= TEXT SEGMENT =

*****

The cost of vaccinating the population is likely to pale into insignificance, compared to the cost of the financial devastation wreaked on some businesses.  While furlough money was given as a grant, many small businesses only kept themselves afloat with loans.  Now it’s coming time to pay those loans back.  What are the options?

Join forces with other businesses

You may feel like you’re alone but really you’re not.  Lots of small businesses are now feeling the pain of being asked to repay government loans when they’ve effectively gone almost a year and a half without revenue.  What’s more, those businesses have a lot of sympathy amongst the general public.

Lobbying never hurts and can be very effective.  It’s often a numbers game.  That’s why it can help a lot to join forces with other people in a similar predicament.  This can help you get traction with the media (both traditional and social) to get the attention of decision-makers.

Negotiate with your creditors

The key point to understand here is that creditors need to be realistic about what they can get.  If you can offer creditors more than they would get in bankruptcy, or at least the prospect of more than they would get in bankruptcy, then they have an incentive to negotiate.

Realistically, for most small businesses, the main concerns are likely to be government loans and rent payments.  Most landlords, however, are likely to have a very strong incentive to negotiate, particularly if they’re in a city centre area.  Businesses of all sorts are going, if not digital-only, then digital-first.  That means there’s much less competition for space.

Try crowdfunding

As has already been widely reported, the financial impact of COVID19 has been varied, to put it mildly.  It’s left some businesses (and some people) desperate for cash.  It’s left others flush with it.  There have been massively successful crowdfunding campaigns since March 2020 and not just for charity.

*****

= INFORMATION SHOWN =

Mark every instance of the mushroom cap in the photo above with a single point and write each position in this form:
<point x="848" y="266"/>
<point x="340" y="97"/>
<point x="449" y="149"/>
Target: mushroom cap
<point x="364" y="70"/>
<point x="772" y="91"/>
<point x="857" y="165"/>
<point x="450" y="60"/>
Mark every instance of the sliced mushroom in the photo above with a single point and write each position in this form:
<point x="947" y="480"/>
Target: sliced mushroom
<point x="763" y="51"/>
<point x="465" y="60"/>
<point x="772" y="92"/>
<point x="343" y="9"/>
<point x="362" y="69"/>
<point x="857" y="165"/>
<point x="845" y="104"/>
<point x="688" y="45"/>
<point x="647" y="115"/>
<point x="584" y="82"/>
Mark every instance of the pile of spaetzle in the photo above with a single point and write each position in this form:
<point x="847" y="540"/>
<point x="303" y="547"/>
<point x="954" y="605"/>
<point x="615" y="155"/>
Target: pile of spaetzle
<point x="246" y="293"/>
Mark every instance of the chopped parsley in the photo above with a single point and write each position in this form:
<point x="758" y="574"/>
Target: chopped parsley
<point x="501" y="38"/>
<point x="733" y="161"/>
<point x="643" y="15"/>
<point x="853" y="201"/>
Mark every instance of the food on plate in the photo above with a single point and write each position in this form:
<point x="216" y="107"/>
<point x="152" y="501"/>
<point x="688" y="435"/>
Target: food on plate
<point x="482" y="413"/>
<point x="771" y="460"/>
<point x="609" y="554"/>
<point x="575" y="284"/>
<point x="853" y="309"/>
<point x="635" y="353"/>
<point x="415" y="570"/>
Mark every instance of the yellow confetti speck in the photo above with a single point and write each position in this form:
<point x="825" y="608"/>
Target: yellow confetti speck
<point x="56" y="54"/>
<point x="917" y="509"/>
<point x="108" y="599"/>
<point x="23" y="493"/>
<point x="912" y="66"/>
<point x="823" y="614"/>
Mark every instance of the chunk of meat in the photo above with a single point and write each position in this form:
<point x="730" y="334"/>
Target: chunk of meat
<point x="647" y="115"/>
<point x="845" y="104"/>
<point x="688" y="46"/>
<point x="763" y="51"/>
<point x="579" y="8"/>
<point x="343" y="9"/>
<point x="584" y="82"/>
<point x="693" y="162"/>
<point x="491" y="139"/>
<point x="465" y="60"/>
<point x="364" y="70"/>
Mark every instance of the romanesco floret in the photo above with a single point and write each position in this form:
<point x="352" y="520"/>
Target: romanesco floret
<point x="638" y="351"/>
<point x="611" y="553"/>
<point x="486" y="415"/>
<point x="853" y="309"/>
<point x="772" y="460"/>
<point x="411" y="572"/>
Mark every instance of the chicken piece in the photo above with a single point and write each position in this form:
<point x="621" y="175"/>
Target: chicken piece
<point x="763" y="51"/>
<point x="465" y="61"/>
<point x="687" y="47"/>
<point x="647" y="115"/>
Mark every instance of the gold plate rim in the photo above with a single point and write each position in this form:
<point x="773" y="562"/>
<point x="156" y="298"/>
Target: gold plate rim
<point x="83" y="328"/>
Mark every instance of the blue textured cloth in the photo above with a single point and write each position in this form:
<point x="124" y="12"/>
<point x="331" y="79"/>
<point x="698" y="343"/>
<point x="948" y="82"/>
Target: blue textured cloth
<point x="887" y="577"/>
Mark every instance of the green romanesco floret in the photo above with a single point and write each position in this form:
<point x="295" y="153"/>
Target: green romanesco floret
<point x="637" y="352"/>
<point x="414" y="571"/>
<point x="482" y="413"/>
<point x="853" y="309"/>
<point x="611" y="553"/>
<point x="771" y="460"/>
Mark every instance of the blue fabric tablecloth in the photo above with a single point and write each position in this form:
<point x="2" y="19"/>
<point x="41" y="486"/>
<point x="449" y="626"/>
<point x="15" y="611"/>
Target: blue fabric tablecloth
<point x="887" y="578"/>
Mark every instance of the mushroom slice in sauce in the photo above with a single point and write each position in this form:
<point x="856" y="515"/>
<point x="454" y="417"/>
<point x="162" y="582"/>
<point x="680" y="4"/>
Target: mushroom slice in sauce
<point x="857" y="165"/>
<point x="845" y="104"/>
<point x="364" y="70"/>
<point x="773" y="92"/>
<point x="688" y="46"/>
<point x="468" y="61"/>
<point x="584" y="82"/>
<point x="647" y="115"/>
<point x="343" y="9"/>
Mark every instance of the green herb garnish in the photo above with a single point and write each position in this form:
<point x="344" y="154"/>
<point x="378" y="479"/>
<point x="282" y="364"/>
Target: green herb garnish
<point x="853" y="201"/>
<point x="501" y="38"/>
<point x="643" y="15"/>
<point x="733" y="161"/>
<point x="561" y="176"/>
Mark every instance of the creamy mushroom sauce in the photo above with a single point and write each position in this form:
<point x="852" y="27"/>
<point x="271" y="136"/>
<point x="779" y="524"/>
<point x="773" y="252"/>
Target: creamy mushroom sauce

*****

= REQUIREMENT =
Extend the text on options for repaying pandemic-era business loans, starting after its final sentence. The rows are separate material and have no connection to the text on repaying pandemic business loans.

= OUTPUT OF THE EXERCISE =
You can also use the crowdfunding approach on a more long-term basis by either using Patreon or adapting their business model.  Patreon essentially allows individuals to make one-off or regular donations to people or businesses.  This may be purely for goodwill or in exchange for special privileges.

Patreon’s main user base is social-media content creators who want to monetise their content but aren’t familiar with taking payments.  As a business, you’ll already have a payment system in place so you could implement a system along these lines without Patreon (and their cut).

Consider some form of insolvency agreement

This option is only likely to be suitable for businesses run as limited companies.  In that situation, however, it may be worth considering.  Remember that insolvency for limited companies does not have the same implications as it does for individuals.

In essence, what happens inside a limited company stays within that limited company.  There are, however, a couple of exceptions to this.  One is if there is some kind of formal crossover between the company accounts and the directors’ accounts, for example, a personal guarantee.  The other is if company directors are found to have acted wrongfully.

Assuming neither of these is the case, you could simply put your company through some form of insolvency and start again.  The impact of this would largely depend on what kind of business you run.  If you need to invest in a lot of assets, physical or digital, then you’d need to look at start-up financing and this could be challenging.

On the other hand, if your main assets are your customer book, your knowledge/experience and/or your staff, then it might be fairly straightforward for you to wind down one company and start another.

Winding down a company should not be considered as a way to avoid debt.